From Measure for Measure
ISABELLA
Yet show some pity.
ANGELO
I show it most of all when I show justice;
For then I pity those I do not know,
Which a dismiss’d offence would after gall;
And do him right that, answering one foul wrong,
Lives not to act another. Be satisfied;
Your brother dies to-morrow; be content.
ISABELLA
So you must be the first that gives this sentence,
And he, that suffer’s. O, it is excellent
To have a giant’s strength; but it is tyrannous
To use it like a giant…
Could great men thunder
As Jove himself does, Jove would ne’er be quiet,
For every pelting, petty officer
Would use his heaven for thunder;
Nothing but thunder! Merciful Heaven,
Thou rather with thy sharp and sulphurous bolt
Split’st the unwedgeable and gnarled oak
Than the soft myrtle: but man, proud man,
Drest in a little brief authority,
Most ignorant of what he’s most assured…
In Shakespeare’s Measure for Measure, Isabella pleas for her brother’s life. He has gotten his fiancé pregnant which is a capital offense. He is to die, although this law has never before been enforced.
She beseeches Angelo, who stands in for the absent Duke. It is he who now ministers the law with unheard of zeal. The play is one of the most tremendous portrayals of hypocrisy, cruelty, but also mercy.
Isabella says that if men were to thunder as God, as Jove here, heaven would be full of thunder, nothing but thunder. That is, there would be no lightening, no light, only the terror and condemnation of judgment.
She also says that merciful heaven would rather strike the oak, one hardened and mature in sin, than the soft myrtle, one yet open to repentance. We on the other hand, she claims, often lack this mercy and display only the grossest faculty of judgement. We act, in our short lives, most certain of what we are most ignorant.
How can this be? When we stand upon the law, do we not stand upon that which we know best? I will try to show what it might mean to know as we ought, to read as we ought, and how conversely, even in our knowledge we remain at times damnably ignorant.
As an aside, Angelo not only succumbs to the same temptation as Isabella’s brother; he sinks far deeper. What happens to him is something more terrible than justice. But for this you must read the play.
As a parent, as a teacher, as a human being, I affirm Isabella’s condemnation. How often I thunder, do I set the law to work and condemn what I least understand…what in fact, I should understand well, for human failing is writ in me, just as much as any human grandeur or dignity.
I think I know much, while knowing little of mercy. But without mercy, we do not know the truth, not as we ought. Let’s look to a different text, John 1:17:
For the Law was given through Moses; grace and truth came through Jesus Christ.
The text does not read the “Law was given through Moses; but grace came through Jesus.” It teaches “grace and truth” came through him. Can John be right? Didn’t the truth come through the law? Not as the author of this Gospel understands it.
The law all by itself, apart from the personhood of God, apart from mercy, is not true for us in the ultimate sense.
Now for this to be correct, we must take the law in a very particular sense, a sense not alien to Bible, but not precisely that of Psalm 1 or Psalm 19. We must understand Law as apart from faith.
But this narrow sense is precisely that in which I regularly do take the law! How often do I find myself under its spell, under the illusion that it holds the answers to all my problems?

→ **Rows**:
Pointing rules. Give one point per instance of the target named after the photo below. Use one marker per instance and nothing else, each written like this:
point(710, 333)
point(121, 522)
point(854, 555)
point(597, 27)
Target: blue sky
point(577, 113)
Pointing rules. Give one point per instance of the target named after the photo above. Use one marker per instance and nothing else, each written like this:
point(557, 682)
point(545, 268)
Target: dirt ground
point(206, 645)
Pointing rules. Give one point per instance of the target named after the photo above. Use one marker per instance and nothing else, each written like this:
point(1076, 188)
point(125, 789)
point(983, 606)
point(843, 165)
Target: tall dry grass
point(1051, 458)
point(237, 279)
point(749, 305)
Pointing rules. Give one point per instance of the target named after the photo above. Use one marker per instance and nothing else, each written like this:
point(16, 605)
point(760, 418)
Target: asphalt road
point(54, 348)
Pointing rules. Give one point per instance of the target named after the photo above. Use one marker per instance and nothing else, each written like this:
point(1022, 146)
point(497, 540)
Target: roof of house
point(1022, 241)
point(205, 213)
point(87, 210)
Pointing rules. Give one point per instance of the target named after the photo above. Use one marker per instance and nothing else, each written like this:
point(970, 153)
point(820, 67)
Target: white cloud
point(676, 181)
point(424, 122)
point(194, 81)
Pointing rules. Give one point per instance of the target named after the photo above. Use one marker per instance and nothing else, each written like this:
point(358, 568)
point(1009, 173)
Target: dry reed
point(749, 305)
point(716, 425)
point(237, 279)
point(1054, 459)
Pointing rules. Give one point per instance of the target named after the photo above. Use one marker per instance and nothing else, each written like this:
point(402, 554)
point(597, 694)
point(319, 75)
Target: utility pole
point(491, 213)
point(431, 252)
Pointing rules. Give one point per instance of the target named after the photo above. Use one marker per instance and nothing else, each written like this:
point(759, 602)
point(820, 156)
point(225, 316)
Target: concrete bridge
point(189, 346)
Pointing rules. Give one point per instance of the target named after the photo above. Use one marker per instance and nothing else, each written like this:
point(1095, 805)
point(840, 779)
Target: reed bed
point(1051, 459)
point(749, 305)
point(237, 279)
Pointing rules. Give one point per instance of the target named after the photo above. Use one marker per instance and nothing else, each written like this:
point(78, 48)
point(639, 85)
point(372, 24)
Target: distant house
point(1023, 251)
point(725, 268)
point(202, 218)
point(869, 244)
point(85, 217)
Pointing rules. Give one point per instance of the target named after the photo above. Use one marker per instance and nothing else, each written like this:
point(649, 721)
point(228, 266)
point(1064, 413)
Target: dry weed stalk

→ **Objective**: Write the next part of the essay on Measure for Measure, law, and mercy, picking up after its final sentence. None of the data matters here.

→ **Final result**:
I am interested today in precisely this kind of inadequate, impersonal reading, and what it means to read rightly. I am interested in a recovery of personhood, and suggest that what we do here at this college plays a small part in its of recovery.
This is of paramount importance because to know man truly is to know God, and to know God to know ourselves. Man and God are inseparably linked. so, if we do not pursue what is fully human, if we remain satisfied with what is less than personal, we remain satisfied with a God who is less than God. If we read the world and ourselves impersonally, so shall we read God.
What does it mean to read impersonally? I do so whenever I think I merely need to construct the right set of consequences or boundaries for myself or my children.
I do so when I say, if I only eat less, or eat these things…if only I go to sleep at such an hour… if only I could apply the law a little bit better in my life, all would be well. Would it?
When I reflect, I have to admit that I know why eyes glaze over in such moments, why I myself despair. I know, in part, why I lose my children when I wish to call them forth most of all. It’s because we grow weary of thunder which gives no light. Our heart is not moved first and foremost by knowing the right thing to do.
I am trying to argue that an education happens neither with books, or rules, or individuals alone, but in a world, and should be an education unto a world, unto the vastness of being made in the image of God. We all need this kind of education, an education in reading.
We all read in a broken and insufficient ways. I regularly forget the person and remember only the process or the to do list. I am all too ready to reduce story to answers, and relations to rules. Now, to some extent, we must do this for the sake of the practical life, but it is disaster to wholly replace the personal with the practical.
A Liberal Arts college is not precisely the solution to this problem; God is, but it can serve as an adjunct to faith and learning. New College Franklin forms a conscious part of the learning community and does so in a privileged position, one which is nearly impossible for the parent to inhabit. We don’t have to tell your son or daughter, day in and day out to clean up their room, eat right, go to bed, sit still. We get to read with them, learn with them, challenge and correct them from a different vantage, in a different role.
But imagine for a moment that when students came here, each day we took out the Bible and read the ten commandments. We would then ask them if they understood their charge, and point out where they might improve. If this sounds like a good idea, this is perhaps not the best college for you.
The law alone can be a cudgel, or like a flat piece of paper, but what it describes and the world in which it is to take on flesh is three-dimensional. It is this world which the Liberal Arts seeks to recollect, or rather the Liberal Arts seek to recover the human being to this world. Therefore, it is to this world which our studies are directed. It is to and for this world that our Savior came. We might even say that he himself is this world and that in him are all things. This is in part why he is the true Teacher.
To read is to interpret, to experience, even to believe. In reading together here, we remember how inadequate our vision is. To read what we do, as we do is to realize that though we gain greater insight, there is no point at which we become complete. We are never closed off in knowledge because we are all creatures open to the infinite, creatures open to love.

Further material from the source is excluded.